* _Work item 1_:
List every person named in the baseball column below.
* _Work item 2_:
Answer these questions from the baseball column below.
(a) What is Francisco Rodriguez's salary for this year?
(b) Whom did Shawn Chacon shove to the clubhouse floor?
(c) Which three leagues did Fahey compare baseball with?
* _Work item 3_:
Reproduce word for word the passage of the baseball column below from "Putting Rodriguez on" to "the pitcher’s contract.".

* _Text provided_:
....................
What Fahey obviously doesn’t know is that the fans have already spoken. They keep going to games and watching them on television or listening to them on radio. They might not approve of cheating, but they aren’t going to let use of illegal drugs get in the way of watching their favorite players and favorite teams.
Enough steroids time has passed that if fans were going to protest their use by boycotting ballparks they would have done it already. If fans thought players were using human growth hormone and didn’t like it, they would have stopped attending and watching games.
Baseball fans want to see baseball games, steroids be damned. Fahey should know that. By now, he should also know that baseball has no interest in listening to his harangues.
He told the AP that WADA had tried to talk with baseball officials about HGH but said baseball has “effectively ignored us.”
“Baseball is the most recalcitrant” compared with the NFL, NBA and NHL, he said.
“You had the Mitchell inquiry and clear and concise recommendations from it and they effectively did nothing,” Fahey added. But there again he doesn’t know what he’s talking about. Baseball has adopted many of the recommendations made by the George Mitchell panel.
Michael Weiner, head of the players’ union, declined to comment on Fahey’s comments. Rob Manfred, chief labor executive in the commissioner’s office, did not return a call.
News Item: ARBITRATOR TO DECIDE RODRIGUEZ FUTURE
Fresh off a decision for the team and against the pitcher in what appears to be a similar episode, baseball’s impartial arbitrator, Shyam Das, will very likely be called on to decide the contractual dispute between the New York Mets and Francisco Rodriguez.
Unless the Mets and the union settle the Rodriguez case, which seems to be unlikely, Das will hold a hearing later this year on the team’s double-barreled action against their closer following an altercation with his common-law wife’s father at Citi Field.
Putting Rodriguez on the disqualified list, the Mets maintain they don’t have to pay the pitcher the remainder of his $11.5 million salary for this year, and they changed his contract from guaranteed to non-guaranteed, meaning they could release him next spring and pay him only 30 or 60 days pay from his $11.5 million salary.
The union is challenging both aspects of the Mets’ action.
The Houston Astros did not pay the rest of Shawn Chacon’s salary in 2008 after he shoved general manager Ed Wade to the clubhouse floor. Das ruled that the Astros could terminate the pitcher’s contract.
Does that mean he could rule in the Mets’ favor with the nonguaranteed contract? Not necessarily.
....................
* _Information given_:

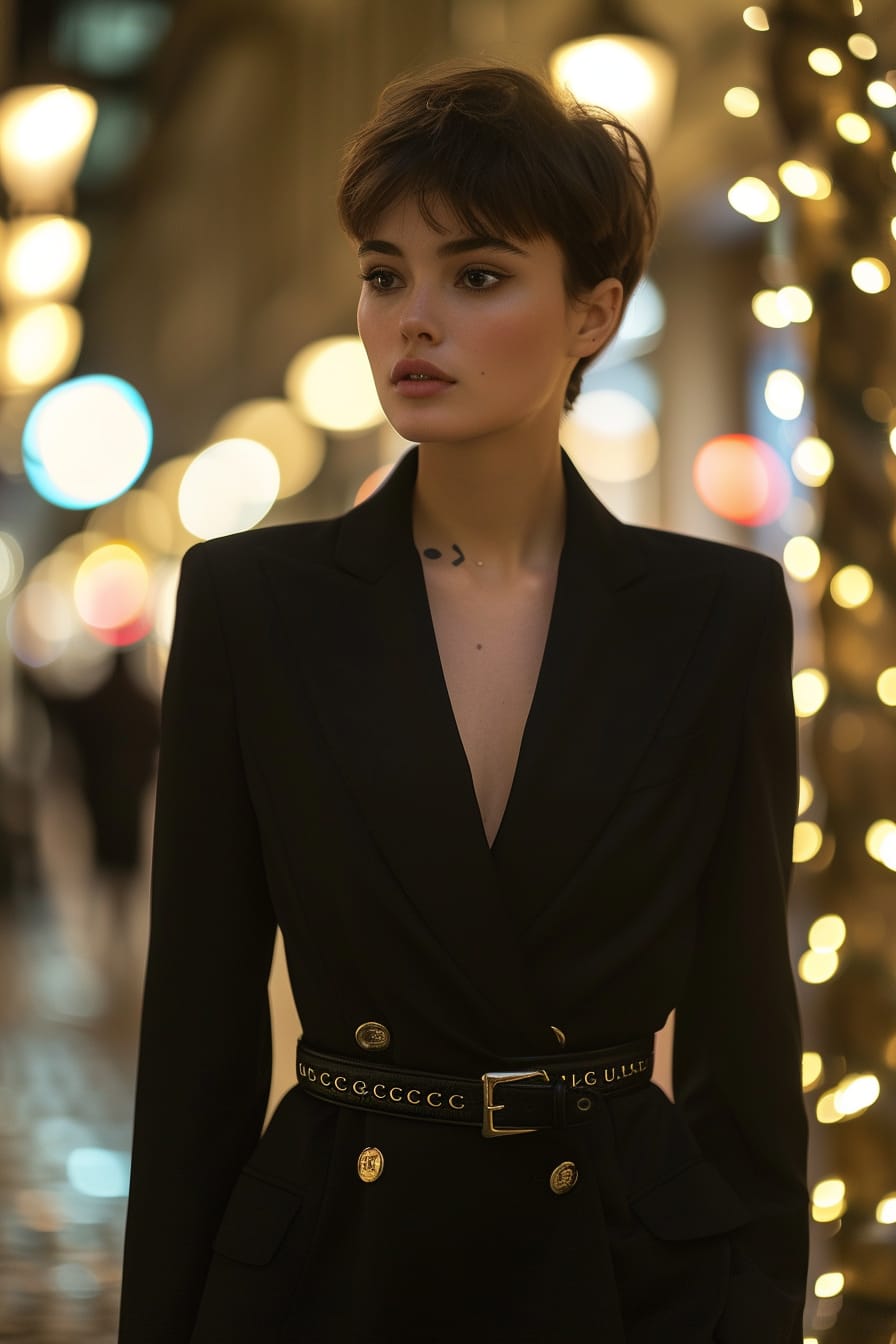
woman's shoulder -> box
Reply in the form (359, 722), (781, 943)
(181, 517), (339, 573)
(627, 524), (783, 591)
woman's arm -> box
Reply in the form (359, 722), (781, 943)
(118, 546), (275, 1344)
(673, 563), (809, 1344)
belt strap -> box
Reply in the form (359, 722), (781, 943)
(296, 1036), (653, 1138)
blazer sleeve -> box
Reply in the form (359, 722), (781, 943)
(118, 543), (275, 1344)
(673, 562), (809, 1344)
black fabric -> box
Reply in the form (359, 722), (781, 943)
(296, 1039), (653, 1136)
(120, 449), (809, 1344)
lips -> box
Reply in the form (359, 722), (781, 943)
(390, 359), (454, 383)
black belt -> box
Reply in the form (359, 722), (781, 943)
(296, 1036), (653, 1138)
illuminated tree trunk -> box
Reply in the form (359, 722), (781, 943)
(766, 0), (896, 1344)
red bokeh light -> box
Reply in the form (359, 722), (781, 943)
(693, 434), (791, 527)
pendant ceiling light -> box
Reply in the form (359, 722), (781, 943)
(548, 0), (678, 152)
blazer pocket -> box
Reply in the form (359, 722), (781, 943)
(214, 1171), (302, 1265)
(630, 1160), (750, 1242)
(626, 728), (709, 793)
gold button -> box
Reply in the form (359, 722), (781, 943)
(355, 1021), (392, 1050)
(551, 1163), (579, 1195)
(357, 1148), (386, 1185)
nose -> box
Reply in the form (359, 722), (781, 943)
(399, 286), (442, 344)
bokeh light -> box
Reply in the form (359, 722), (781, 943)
(693, 434), (791, 527)
(210, 396), (326, 499)
(850, 257), (889, 294)
(807, 915), (846, 952)
(806, 47), (844, 78)
(802, 1050), (825, 1091)
(3, 215), (90, 304)
(790, 434), (834, 487)
(74, 542), (149, 630)
(836, 112), (870, 145)
(782, 536), (821, 583)
(283, 336), (384, 434)
(0, 532), (24, 598)
(830, 564), (875, 607)
(0, 304), (83, 391)
(728, 177), (780, 224)
(778, 159), (833, 200)
(560, 388), (660, 481)
(797, 774), (815, 816)
(21, 374), (152, 509)
(846, 32), (877, 60)
(721, 85), (759, 117)
(868, 79), (896, 108)
(0, 85), (97, 212)
(743, 4), (768, 32)
(793, 668), (829, 719)
(177, 438), (279, 539)
(764, 368), (806, 421)
(865, 817), (896, 863)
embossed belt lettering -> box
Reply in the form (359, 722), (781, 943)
(296, 1038), (653, 1138)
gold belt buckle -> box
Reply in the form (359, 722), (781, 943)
(482, 1068), (551, 1138)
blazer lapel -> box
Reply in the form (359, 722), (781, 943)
(259, 449), (547, 1056)
(493, 453), (717, 926)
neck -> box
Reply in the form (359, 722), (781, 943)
(412, 437), (566, 577)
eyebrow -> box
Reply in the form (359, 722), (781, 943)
(357, 234), (527, 257)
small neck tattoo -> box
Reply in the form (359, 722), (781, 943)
(423, 542), (482, 569)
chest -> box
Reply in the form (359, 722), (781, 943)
(427, 571), (556, 844)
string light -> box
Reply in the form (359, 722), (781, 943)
(766, 368), (806, 419)
(752, 289), (790, 329)
(794, 946), (840, 985)
(875, 1195), (896, 1224)
(793, 821), (822, 860)
(834, 112), (870, 145)
(809, 915), (846, 952)
(877, 668), (896, 708)
(782, 536), (821, 583)
(846, 32), (877, 60)
(811, 1176), (846, 1223)
(790, 435), (834, 487)
(728, 177), (780, 224)
(743, 4), (768, 32)
(865, 817), (896, 863)
(868, 79), (896, 108)
(797, 774), (815, 817)
(793, 668), (827, 719)
(778, 159), (833, 200)
(721, 85), (759, 117)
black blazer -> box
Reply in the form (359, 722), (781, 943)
(120, 449), (807, 1344)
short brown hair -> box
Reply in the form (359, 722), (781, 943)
(337, 62), (657, 410)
....................
* _Your response 1_:
Fahey
George Mitchell
Michael Weiner
Rob Manfred
Shyam Das
Francisco Rodriguez
Shawn Chacon
Ed Wade

* _Your response 2_:
(a) $11.5 million
(b) General manager Ed Wade
(c) The NFL, NBA and NHL

* _Your response 3_:
Putting Rodriguez on the disqualified list, the Mets maintain they don’t have to pay the pitcher the remainder of his $11.5 million salary for this year, and they changed his contract from guaranteed to non-guaranteed, meaning they could release him next spring and pay him only 30 or 60 days pay from his $11.5 million salary.
The union is challenging both aspects of the Mets’ action.
The Houston Astros did not pay the rest of Shawn Chacon’s salary in 2008 after he shoved general manager Ed Wade to the clubhouse floor. Das ruled that the Astros could terminate the pitcher’s contract.